ACTIVITY
Repeat the records below verbatim.

Start of DATASET RECORDS

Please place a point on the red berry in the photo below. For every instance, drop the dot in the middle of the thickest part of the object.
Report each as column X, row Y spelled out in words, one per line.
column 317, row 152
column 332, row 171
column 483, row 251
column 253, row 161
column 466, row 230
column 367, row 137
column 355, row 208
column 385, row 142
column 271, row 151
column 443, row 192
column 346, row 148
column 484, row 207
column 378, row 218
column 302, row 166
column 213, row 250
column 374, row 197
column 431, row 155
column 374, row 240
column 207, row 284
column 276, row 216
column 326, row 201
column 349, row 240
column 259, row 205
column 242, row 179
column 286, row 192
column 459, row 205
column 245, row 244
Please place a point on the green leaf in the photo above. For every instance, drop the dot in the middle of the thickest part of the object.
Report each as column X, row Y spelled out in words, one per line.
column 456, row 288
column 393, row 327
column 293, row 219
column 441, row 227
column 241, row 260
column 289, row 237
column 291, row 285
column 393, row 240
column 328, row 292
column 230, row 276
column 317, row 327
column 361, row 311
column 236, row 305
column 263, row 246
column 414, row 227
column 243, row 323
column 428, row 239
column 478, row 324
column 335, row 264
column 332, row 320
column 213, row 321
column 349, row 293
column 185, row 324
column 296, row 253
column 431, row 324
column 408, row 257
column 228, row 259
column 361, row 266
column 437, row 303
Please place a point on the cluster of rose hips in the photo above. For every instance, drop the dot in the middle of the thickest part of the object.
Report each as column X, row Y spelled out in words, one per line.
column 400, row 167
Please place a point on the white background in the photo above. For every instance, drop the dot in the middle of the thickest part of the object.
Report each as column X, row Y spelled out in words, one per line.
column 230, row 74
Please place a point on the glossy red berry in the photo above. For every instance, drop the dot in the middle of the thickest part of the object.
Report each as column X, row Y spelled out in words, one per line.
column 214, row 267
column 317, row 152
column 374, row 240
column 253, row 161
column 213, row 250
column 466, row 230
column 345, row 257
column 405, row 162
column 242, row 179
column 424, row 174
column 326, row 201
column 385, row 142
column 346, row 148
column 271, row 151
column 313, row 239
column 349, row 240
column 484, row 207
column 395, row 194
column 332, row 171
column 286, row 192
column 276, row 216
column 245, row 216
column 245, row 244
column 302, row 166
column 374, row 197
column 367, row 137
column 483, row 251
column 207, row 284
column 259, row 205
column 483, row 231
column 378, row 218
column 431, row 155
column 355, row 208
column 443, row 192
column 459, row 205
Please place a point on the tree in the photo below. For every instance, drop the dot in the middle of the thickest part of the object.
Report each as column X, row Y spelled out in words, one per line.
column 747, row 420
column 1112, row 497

End of DATASET RECORDS

EXPECTED ANSWER
Please place a point on the red berry in the photo below. For every instance, drop the dot in the middle of the thickest part of the object.
Report each as column X, row Y spelled out in words, one per line.
column 317, row 152
column 332, row 171
column 483, row 251
column 253, row 161
column 466, row 230
column 367, row 137
column 355, row 208
column 385, row 142
column 271, row 151
column 443, row 192
column 346, row 148
column 484, row 207
column 378, row 218
column 302, row 166
column 213, row 250
column 374, row 197
column 431, row 155
column 374, row 240
column 207, row 284
column 276, row 216
column 326, row 201
column 349, row 240
column 259, row 205
column 242, row 179
column 286, row 192
column 459, row 205
column 245, row 244
Please place a point on the green leaf in the photo above. For every instance, drop the dot in the middle of the thickest part of the object.
Report each as column X, row Y spelled out in words, one per line.
column 456, row 288
column 393, row 327
column 293, row 219
column 441, row 227
column 241, row 260
column 289, row 237
column 291, row 285
column 393, row 240
column 328, row 292
column 230, row 276
column 317, row 327
column 361, row 311
column 236, row 305
column 263, row 246
column 414, row 227
column 243, row 323
column 428, row 239
column 478, row 324
column 335, row 264
column 332, row 320
column 213, row 321
column 349, row 293
column 185, row 324
column 296, row 253
column 431, row 324
column 408, row 257
column 228, row 259
column 361, row 266
column 437, row 303
Please place a point on the cluster of rose hips in the photo above. For every instance, drop the dot in the middle of the thickest part of the object.
Report each as column X, row Y spelled out in words, one per line.
column 400, row 167
Please place a point on the white background in the photo above. For every instance, drop the dot in the middle of the thickest part of the object.
Report each as column X, row Y spelled out in words, one per line.
column 230, row 74
Please place a point on the glossy red berry in the photo above. For every instance, drop the dot in the middle of the thickest part of the object.
Report each as column X, row Y spelled out in words, one per line.
column 214, row 267
column 317, row 152
column 374, row 240
column 253, row 161
column 213, row 250
column 466, row 230
column 345, row 257
column 405, row 162
column 242, row 179
column 424, row 174
column 326, row 201
column 385, row 142
column 346, row 148
column 271, row 151
column 313, row 239
column 349, row 240
column 484, row 207
column 395, row 194
column 332, row 171
column 286, row 192
column 276, row 216
column 245, row 216
column 245, row 244
column 302, row 166
column 374, row 197
column 367, row 137
column 483, row 251
column 207, row 284
column 259, row 205
column 483, row 231
column 378, row 218
column 431, row 155
column 355, row 208
column 443, row 192
column 459, row 205
Please place a point on the tree in the photo below. For every instance, drop the dot in the middle of the thickest part of the object.
Report each as column X, row Y spelled out in words, one per line.
column 747, row 420
column 1112, row 497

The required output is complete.